SHORT PROBLEM 1: Transcribe the passage from the street food text from "I picked one" to "like Besan Halwa.", keeping every word as it is.

TEXT SEGMENT:
____
I picked one up and the warm ladoo dimpled from my touch. Lest it crumble, I gulped it down in one go. I tried to pause and take cognisance  of all the calories I had just dunked in when, my hand involuntarily reached out for a second one. Soon, the third ladoo too had met the same fate. I looked at the empty dona with a mix of guilt and disbelief. Not a huge fan of Boondi Ladoos, my gluttony surprised me. These ladoos weren’t cloying like the usual, their warm boondis melted in the mouth like Besan Halwa. 

I came back some days later to pack a box for my weekend trip home to Delhi. These ladoos stay good for upto a week. The Halwai advised that its best not to refrigerate them. Unsurprisingly, the box was emptied within a couple of days. Even Rex, the labrador couldn’t get enough of Bahadura ke Ladoo!

Karela and Lambi Paani Puri around town

 Click here to get attractive Paani Puri serving plates for your home

I spotted an unusual Chaat cart one evening in front of my hotel in City Centre. A couple of things immediately caught my attention. The first was a long Khaari-like wafer, called Karela. The other was bullet-shaped Paani puri shells which were called Lambi Paani Puri. I had to try out this new discovery, and promptly asked for a plate of each! 

The oblong Lambi Paani Puris were made of Sooji. The chaatwaala stocked spherical Gol Paani Puris made of Aata. I usually prefer the lighter Aata variety. I wondered if the difference in shape was to highlight the composition. Or perhaps, the unusual shape aids in stuffing them it into your mouth. Either way, I had no trouble in dispatching a plateful. The shells were crisp, and thinner than the more common, spherical Sooji shells which are often pretty thick. He filled it with a mix of mashed potatoes, masala, chopped onions and boiled matra. The masala Paani was a tad too sharp to begin with, but a dash of Meethi Chutney made it perfect for my palate.
____
SHORT PROBLEM 2: Lay out the entries from the line with "Annotate the paddle" through the last line of the entries as a Markdown table with the columns Number and Entry line, leaving out any blank lines.

(Pointing entries)
____
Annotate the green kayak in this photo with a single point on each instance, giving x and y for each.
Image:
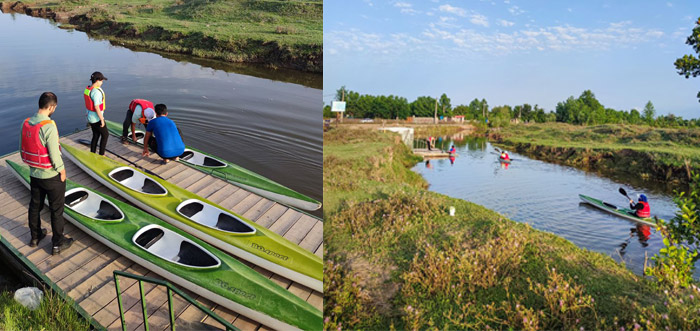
(182, 259)
(204, 219)
(615, 210)
(234, 174)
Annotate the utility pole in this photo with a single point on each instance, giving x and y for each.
(435, 116)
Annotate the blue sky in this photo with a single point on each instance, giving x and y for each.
(513, 52)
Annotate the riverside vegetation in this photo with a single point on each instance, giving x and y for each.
(395, 259)
(277, 33)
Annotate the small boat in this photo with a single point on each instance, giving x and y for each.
(615, 210)
(204, 219)
(234, 174)
(182, 258)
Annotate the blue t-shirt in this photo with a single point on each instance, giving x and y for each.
(169, 141)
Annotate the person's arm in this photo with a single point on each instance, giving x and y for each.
(145, 143)
(51, 143)
(133, 131)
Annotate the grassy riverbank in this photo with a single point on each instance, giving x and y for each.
(52, 314)
(285, 34)
(396, 259)
(664, 155)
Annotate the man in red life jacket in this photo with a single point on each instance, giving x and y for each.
(39, 148)
(642, 207)
(140, 112)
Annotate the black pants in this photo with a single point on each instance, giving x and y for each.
(127, 123)
(97, 133)
(55, 190)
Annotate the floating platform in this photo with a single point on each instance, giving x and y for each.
(434, 154)
(84, 272)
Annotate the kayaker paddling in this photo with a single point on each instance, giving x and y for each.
(169, 144)
(40, 150)
(140, 111)
(641, 208)
(94, 98)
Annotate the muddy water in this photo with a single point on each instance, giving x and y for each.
(545, 196)
(251, 116)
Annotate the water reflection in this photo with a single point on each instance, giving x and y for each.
(545, 196)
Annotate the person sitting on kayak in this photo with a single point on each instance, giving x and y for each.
(140, 112)
(504, 155)
(169, 145)
(641, 208)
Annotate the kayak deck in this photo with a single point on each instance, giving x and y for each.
(84, 272)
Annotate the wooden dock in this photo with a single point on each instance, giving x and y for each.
(84, 272)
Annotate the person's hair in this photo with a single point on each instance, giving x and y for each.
(47, 99)
(161, 109)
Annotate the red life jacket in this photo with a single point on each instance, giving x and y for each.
(144, 104)
(644, 212)
(33, 152)
(88, 101)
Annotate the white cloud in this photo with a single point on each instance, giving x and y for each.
(453, 10)
(515, 10)
(479, 20)
(505, 23)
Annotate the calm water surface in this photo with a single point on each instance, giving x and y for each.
(267, 125)
(545, 196)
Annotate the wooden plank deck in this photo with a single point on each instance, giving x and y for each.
(84, 271)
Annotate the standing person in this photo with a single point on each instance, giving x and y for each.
(169, 144)
(140, 111)
(40, 150)
(95, 103)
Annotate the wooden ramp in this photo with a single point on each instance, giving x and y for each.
(84, 272)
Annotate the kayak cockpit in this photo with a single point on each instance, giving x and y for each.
(137, 181)
(201, 159)
(92, 205)
(214, 217)
(173, 247)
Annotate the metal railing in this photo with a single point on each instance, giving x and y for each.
(171, 289)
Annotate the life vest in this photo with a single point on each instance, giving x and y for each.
(144, 104)
(88, 101)
(644, 212)
(33, 152)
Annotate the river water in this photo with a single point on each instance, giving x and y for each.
(545, 196)
(268, 123)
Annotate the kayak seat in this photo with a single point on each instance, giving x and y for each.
(193, 256)
(186, 155)
(107, 212)
(75, 198)
(123, 175)
(191, 209)
(231, 224)
(150, 237)
(211, 162)
(150, 187)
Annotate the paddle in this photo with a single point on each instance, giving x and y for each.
(87, 142)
____
COMPLETE RESPONSE 1:
I picked one up and the warm ladoo dimpled from my touch. Lest it crumble, I gulped it down in one go. I tried to pause and take cognisance  of all the calories I had just dunked in when, my hand involuntarily reached out for a second one. Soon, the third ladoo too had met the same fate. I looked at the empty dona with a mix of guilt and disbelief. Not a huge fan of Boondi Ladoos, my gluttony surprised me. These ladoos weren’t cloying like the usual, their warm boondis melted in the mouth like Besan Halwa.

COMPLETE RESPONSE 2:
| Number | Entry line |
|---|---|
| 1 | Annotate the paddle in this photo with a single point on each instance, giving x and y for each. |
| 2 | (87, 142) |